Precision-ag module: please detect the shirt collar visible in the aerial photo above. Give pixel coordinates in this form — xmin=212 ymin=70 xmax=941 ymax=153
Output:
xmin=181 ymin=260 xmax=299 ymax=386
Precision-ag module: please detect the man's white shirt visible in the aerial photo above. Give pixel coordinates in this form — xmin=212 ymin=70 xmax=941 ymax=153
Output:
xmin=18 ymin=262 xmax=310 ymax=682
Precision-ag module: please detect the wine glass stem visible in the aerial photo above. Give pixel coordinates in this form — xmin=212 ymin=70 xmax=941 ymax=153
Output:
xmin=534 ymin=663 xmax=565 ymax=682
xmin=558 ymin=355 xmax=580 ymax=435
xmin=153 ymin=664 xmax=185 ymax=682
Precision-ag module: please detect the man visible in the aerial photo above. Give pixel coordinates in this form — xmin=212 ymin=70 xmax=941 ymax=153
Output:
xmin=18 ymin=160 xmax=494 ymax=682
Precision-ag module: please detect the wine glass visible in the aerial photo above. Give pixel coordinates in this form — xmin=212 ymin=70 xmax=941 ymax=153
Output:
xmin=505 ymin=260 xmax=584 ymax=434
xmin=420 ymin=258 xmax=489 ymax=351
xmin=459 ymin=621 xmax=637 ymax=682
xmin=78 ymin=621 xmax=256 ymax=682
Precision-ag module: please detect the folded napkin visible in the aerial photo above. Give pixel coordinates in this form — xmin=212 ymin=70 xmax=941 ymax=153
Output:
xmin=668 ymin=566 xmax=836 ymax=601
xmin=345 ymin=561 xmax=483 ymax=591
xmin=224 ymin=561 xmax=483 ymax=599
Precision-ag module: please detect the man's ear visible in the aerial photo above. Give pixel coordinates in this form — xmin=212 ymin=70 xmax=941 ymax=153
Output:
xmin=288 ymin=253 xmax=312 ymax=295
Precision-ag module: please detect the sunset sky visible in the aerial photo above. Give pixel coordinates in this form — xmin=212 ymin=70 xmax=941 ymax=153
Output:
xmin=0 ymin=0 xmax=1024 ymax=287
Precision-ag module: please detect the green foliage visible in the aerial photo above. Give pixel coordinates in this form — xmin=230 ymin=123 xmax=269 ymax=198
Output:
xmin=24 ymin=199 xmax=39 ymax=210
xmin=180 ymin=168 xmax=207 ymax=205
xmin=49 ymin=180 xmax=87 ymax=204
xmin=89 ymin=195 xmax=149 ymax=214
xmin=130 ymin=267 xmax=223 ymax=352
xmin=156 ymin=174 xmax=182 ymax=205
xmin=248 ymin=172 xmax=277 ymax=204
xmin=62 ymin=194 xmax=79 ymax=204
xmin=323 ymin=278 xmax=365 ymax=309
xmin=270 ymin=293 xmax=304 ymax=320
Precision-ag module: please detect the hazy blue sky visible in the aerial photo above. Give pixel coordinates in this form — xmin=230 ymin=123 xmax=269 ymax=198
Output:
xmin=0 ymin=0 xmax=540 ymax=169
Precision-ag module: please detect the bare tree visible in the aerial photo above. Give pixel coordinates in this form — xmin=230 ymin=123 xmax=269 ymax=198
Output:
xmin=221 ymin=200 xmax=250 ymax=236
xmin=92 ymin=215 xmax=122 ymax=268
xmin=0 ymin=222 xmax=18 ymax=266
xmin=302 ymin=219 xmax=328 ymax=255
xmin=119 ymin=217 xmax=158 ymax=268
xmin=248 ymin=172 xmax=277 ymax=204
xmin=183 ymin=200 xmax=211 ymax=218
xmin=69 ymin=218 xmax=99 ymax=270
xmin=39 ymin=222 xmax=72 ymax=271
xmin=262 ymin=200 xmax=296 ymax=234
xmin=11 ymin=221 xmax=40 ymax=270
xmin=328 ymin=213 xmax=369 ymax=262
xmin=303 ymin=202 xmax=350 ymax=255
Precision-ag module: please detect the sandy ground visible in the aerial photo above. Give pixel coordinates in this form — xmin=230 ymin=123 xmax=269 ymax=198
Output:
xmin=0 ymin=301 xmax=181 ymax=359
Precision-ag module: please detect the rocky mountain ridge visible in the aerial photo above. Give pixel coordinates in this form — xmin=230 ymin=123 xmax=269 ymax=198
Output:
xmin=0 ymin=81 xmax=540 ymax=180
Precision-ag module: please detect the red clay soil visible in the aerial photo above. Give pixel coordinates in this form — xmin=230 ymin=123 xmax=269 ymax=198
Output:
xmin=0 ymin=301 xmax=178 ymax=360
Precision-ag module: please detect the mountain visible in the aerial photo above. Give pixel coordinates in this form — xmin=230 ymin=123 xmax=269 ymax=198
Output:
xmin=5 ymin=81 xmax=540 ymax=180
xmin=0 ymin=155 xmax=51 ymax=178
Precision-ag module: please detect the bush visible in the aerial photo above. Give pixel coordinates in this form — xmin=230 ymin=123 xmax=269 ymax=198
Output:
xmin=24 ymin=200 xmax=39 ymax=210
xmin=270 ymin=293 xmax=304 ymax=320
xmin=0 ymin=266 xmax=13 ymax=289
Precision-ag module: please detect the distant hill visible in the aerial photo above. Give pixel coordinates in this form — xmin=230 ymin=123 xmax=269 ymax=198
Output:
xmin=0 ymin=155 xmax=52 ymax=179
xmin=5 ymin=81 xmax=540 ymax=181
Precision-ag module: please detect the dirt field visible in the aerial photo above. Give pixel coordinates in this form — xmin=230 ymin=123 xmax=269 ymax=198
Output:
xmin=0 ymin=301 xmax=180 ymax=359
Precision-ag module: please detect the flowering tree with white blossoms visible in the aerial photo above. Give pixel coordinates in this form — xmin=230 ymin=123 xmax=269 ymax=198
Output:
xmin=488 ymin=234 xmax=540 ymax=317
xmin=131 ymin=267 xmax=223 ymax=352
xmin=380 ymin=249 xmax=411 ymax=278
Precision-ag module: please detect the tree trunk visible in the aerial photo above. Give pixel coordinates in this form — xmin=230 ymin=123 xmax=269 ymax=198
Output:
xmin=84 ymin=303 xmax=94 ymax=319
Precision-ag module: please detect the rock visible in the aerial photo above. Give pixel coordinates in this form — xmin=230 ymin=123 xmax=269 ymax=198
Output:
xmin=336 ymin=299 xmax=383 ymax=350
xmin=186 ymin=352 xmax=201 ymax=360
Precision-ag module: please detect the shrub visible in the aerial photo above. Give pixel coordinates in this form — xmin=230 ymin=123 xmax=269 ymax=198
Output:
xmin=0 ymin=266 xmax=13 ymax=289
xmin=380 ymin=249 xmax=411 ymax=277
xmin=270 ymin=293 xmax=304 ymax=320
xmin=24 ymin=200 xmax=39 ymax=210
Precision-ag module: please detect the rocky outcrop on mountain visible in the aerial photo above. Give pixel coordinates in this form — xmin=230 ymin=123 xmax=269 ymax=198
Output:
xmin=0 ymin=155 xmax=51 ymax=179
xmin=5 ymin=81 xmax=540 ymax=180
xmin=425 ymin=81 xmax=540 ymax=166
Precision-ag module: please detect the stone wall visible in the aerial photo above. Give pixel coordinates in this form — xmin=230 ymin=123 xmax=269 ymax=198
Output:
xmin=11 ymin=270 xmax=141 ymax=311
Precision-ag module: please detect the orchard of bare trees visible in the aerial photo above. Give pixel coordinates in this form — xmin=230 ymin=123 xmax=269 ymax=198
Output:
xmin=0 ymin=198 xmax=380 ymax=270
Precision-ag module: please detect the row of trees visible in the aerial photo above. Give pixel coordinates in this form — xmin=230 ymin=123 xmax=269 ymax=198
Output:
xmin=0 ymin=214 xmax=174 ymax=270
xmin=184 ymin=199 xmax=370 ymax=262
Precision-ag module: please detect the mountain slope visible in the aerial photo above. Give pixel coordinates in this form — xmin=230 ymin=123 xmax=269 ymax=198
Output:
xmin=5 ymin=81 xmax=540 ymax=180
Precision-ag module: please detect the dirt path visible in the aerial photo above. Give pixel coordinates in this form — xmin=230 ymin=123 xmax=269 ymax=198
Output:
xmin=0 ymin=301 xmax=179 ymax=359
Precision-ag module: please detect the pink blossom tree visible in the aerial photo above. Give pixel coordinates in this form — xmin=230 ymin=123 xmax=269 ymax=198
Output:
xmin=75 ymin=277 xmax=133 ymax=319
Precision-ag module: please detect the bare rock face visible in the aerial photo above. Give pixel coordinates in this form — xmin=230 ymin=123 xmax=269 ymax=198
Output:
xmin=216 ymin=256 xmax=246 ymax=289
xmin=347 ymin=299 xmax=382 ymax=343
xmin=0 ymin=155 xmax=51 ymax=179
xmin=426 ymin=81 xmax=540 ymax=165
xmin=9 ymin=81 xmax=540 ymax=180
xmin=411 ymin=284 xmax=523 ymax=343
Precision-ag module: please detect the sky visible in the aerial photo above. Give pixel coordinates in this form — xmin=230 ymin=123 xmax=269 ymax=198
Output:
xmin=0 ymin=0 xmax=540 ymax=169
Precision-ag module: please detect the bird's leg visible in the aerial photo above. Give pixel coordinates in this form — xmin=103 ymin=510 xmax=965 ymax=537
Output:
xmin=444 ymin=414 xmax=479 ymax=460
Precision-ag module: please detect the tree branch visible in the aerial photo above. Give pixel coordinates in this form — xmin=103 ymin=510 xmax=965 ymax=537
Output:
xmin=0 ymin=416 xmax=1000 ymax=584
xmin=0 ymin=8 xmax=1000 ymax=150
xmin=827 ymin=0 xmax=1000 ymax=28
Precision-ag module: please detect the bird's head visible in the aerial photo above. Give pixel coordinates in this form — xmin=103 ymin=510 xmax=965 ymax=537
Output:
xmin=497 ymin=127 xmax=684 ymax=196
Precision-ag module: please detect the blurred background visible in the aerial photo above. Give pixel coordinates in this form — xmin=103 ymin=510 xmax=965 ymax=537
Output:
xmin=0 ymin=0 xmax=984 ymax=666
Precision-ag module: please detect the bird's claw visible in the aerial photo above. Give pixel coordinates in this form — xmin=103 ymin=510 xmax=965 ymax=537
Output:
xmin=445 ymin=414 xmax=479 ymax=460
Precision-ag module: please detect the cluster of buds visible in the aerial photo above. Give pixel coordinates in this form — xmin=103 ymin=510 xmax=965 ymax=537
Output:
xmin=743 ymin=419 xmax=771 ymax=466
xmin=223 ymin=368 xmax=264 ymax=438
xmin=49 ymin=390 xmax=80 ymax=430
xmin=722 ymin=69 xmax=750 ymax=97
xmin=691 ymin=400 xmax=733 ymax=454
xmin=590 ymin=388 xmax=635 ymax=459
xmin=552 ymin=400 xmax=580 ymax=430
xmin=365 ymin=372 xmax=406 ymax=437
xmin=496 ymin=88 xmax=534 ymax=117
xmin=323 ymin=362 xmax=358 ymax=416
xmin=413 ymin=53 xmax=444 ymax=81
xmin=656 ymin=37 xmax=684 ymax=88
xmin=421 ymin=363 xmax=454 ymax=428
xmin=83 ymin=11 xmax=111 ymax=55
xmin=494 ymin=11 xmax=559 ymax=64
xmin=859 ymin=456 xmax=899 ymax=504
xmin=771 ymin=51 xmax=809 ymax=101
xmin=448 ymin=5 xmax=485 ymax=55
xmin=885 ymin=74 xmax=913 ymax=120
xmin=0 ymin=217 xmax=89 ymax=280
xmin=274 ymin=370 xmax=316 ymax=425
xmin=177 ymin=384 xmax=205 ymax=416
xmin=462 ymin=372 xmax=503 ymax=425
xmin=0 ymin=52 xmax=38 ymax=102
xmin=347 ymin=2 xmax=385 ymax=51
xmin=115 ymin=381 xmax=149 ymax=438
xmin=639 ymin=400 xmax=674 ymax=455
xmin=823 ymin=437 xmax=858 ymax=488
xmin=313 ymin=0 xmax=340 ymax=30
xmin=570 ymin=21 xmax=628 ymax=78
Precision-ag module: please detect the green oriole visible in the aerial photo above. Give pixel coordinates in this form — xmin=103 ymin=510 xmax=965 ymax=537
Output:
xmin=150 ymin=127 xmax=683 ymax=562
----------------
- **Work to be completed**: Convert everything above from the line containing "Precision-ag module: please detect the blurred" down to the line containing "xmin=445 ymin=414 xmax=479 ymax=460" into a two-column CSV with the headers instruction and response, giving one row per entry. Put each field in quotes and replace any line breaks with spaces.

- **Answer to this task**:
instruction,response
"Precision-ag module: please detect the blurred background visible in the aerial photo above. Give pixel coordinates in this form — xmin=103 ymin=510 xmax=965 ymax=537 Output:","xmin=0 ymin=0 xmax=984 ymax=666"
"Precision-ag module: please detect the bird's claw visible in the aerial photo above. Give pixel coordinates in this form — xmin=103 ymin=510 xmax=965 ymax=537 Output:","xmin=445 ymin=414 xmax=479 ymax=460"